> Exercise goal
Set out the lines of the listing below, from the line containing "target: peony bud" through the line containing "235], [270, 280]]", as a numbered list. Include both end lines and skip any blank lines.

> Task inputs
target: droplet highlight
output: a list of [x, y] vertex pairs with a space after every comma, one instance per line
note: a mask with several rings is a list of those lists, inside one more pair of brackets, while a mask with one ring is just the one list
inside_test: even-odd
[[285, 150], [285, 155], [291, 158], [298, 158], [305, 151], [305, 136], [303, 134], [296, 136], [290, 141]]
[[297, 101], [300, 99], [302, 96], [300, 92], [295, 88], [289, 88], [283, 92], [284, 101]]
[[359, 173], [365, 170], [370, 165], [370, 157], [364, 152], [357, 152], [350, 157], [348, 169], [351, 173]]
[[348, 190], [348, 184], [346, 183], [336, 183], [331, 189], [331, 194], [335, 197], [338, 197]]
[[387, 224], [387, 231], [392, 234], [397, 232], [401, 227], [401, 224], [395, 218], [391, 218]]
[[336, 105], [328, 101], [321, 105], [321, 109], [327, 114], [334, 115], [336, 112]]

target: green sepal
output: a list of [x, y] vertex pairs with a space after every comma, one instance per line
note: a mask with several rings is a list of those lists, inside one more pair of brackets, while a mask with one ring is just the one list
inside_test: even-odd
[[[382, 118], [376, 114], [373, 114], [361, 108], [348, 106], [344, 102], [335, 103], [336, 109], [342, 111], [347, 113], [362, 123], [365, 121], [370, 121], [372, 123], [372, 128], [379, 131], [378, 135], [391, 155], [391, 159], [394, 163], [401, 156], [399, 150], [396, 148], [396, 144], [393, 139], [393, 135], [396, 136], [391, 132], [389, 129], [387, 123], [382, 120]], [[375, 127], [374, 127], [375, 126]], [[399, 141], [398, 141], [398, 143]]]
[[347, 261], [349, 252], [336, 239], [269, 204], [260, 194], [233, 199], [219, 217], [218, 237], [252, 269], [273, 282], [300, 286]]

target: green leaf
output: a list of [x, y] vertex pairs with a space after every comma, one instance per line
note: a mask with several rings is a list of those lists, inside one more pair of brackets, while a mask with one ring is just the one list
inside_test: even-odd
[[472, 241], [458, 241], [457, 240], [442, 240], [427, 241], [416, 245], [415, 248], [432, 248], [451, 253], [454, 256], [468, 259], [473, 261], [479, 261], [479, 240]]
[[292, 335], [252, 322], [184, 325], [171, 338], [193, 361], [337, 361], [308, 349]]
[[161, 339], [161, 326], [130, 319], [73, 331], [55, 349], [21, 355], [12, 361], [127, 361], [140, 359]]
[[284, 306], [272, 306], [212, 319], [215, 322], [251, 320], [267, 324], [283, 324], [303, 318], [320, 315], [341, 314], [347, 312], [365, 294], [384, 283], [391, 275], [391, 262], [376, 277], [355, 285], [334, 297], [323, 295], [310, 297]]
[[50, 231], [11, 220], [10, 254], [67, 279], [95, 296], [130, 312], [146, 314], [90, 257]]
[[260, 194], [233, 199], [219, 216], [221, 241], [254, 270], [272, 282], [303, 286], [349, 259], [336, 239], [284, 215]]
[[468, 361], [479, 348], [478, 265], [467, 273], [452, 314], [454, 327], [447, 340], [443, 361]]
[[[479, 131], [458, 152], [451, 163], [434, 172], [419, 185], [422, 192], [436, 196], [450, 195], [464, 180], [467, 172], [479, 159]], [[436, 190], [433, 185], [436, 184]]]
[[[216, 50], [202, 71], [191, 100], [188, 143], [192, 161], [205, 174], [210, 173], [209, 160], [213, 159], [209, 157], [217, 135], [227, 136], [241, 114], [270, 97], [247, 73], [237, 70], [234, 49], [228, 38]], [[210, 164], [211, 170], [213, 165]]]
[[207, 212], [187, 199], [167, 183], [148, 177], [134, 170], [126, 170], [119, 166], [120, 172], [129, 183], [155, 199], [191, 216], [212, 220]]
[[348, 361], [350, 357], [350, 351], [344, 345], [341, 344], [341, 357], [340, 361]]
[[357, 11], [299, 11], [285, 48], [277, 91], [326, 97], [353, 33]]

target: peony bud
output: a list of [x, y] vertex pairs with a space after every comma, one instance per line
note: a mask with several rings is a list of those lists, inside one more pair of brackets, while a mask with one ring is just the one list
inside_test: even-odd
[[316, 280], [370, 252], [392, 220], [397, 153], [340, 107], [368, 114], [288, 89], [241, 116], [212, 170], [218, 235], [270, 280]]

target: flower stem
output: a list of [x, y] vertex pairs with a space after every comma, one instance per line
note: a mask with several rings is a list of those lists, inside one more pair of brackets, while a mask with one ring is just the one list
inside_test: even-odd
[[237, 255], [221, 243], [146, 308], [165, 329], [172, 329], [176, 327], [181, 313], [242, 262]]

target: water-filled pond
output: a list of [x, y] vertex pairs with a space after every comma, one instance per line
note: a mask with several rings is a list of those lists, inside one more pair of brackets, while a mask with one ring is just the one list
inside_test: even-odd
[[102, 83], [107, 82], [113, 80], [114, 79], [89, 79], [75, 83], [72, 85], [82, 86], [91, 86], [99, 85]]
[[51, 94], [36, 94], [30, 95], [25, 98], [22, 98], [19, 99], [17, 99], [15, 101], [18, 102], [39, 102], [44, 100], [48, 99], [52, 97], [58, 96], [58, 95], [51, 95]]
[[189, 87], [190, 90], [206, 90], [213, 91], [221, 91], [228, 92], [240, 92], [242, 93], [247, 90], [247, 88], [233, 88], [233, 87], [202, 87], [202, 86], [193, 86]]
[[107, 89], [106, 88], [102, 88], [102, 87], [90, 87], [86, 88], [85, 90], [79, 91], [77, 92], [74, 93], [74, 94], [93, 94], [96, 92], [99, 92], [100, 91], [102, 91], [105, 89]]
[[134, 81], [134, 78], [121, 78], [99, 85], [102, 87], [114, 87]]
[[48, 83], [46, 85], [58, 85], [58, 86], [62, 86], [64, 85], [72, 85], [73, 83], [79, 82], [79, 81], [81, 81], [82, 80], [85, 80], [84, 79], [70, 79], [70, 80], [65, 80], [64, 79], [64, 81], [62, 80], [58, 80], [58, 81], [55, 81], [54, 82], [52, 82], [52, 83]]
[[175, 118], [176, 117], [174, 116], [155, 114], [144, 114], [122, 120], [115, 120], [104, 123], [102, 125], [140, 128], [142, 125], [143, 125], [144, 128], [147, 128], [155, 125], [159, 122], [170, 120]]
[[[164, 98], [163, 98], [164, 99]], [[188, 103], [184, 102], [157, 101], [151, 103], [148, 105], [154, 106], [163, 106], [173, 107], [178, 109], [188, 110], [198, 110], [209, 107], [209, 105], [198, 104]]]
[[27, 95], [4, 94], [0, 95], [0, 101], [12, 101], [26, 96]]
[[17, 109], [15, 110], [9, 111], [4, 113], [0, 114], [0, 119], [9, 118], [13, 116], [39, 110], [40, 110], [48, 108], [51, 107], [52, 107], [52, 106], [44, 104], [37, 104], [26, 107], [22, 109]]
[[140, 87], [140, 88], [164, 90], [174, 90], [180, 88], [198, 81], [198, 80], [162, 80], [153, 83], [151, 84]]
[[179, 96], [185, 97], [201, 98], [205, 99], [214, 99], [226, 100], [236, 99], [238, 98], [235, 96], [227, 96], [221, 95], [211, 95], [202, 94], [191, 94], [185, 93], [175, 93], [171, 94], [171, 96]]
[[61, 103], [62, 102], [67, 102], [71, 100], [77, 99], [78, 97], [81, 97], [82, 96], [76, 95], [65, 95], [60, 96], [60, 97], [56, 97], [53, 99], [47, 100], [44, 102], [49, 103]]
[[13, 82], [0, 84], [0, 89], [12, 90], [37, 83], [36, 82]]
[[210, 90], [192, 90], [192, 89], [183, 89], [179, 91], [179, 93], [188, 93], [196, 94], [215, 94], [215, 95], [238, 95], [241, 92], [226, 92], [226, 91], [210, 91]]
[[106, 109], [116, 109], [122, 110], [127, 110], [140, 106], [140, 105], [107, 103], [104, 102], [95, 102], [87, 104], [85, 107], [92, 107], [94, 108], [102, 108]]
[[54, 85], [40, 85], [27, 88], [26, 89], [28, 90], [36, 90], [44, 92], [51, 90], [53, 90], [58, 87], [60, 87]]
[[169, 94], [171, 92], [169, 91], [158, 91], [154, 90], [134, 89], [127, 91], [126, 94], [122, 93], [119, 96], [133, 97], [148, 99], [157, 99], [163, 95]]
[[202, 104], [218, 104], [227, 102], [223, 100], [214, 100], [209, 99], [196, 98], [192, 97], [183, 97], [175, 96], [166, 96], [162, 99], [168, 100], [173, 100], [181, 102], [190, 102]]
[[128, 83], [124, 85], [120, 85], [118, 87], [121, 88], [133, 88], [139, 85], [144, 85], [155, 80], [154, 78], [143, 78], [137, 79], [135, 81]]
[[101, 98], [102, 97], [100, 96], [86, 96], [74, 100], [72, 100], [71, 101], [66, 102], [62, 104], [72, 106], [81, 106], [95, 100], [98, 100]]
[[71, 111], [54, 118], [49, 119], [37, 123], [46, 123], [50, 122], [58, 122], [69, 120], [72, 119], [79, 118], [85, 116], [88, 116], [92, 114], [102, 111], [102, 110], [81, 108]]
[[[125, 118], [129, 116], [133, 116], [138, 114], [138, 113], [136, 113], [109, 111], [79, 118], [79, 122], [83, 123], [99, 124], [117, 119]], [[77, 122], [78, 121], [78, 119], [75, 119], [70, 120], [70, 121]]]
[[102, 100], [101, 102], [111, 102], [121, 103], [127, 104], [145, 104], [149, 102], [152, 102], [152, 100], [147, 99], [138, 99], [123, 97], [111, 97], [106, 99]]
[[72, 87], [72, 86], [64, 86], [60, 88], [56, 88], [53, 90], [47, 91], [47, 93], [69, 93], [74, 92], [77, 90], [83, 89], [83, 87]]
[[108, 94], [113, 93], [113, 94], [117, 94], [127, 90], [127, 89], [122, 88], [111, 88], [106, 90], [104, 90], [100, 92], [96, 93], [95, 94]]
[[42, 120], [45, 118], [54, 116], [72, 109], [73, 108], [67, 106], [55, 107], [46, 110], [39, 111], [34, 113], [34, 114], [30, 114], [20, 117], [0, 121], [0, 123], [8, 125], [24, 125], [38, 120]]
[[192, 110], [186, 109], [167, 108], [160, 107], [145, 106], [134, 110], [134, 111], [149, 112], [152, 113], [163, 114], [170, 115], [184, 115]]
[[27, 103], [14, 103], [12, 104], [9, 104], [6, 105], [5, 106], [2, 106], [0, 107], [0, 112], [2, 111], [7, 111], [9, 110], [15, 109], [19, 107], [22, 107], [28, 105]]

> Full answer
1. target: peony bud
2. output: a list of [x, y] vertex pairs with a space after every comma, one instance per line
3. note: a mask with several rings is a list of those lists, inside one more pair of brackets, while a mask with one ring is just the one list
4. inside_test: even-odd
5. [[316, 280], [370, 252], [392, 220], [397, 153], [340, 107], [368, 114], [288, 89], [241, 116], [212, 170], [218, 235], [270, 280]]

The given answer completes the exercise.